• _What to do_:
Only the number is needed: the count of lines in the records with the word "maroon".

• _Information_:
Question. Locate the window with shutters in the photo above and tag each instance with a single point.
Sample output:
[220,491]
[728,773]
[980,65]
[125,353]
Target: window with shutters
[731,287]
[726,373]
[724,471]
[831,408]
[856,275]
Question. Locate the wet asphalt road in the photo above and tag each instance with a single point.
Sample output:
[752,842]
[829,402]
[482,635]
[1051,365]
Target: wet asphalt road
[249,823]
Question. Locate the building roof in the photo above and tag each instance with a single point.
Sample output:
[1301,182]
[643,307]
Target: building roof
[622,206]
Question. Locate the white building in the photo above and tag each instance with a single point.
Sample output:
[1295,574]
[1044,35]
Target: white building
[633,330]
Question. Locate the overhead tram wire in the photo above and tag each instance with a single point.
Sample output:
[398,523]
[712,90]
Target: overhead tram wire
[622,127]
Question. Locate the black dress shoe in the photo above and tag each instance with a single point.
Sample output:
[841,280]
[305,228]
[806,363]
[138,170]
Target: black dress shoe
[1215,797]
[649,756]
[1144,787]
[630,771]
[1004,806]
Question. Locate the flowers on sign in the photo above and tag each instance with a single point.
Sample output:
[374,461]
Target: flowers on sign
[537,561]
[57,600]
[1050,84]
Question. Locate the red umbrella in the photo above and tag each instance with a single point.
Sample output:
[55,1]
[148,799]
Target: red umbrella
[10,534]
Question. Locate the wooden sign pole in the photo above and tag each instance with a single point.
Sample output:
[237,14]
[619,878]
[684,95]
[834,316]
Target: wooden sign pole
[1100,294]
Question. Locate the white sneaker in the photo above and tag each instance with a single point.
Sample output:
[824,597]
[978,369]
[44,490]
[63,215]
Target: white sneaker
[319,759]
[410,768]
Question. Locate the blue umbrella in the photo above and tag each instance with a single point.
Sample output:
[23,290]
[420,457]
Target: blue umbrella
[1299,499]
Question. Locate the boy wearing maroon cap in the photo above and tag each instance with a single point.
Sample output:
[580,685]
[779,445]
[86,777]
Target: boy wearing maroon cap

• _Answer box_:
2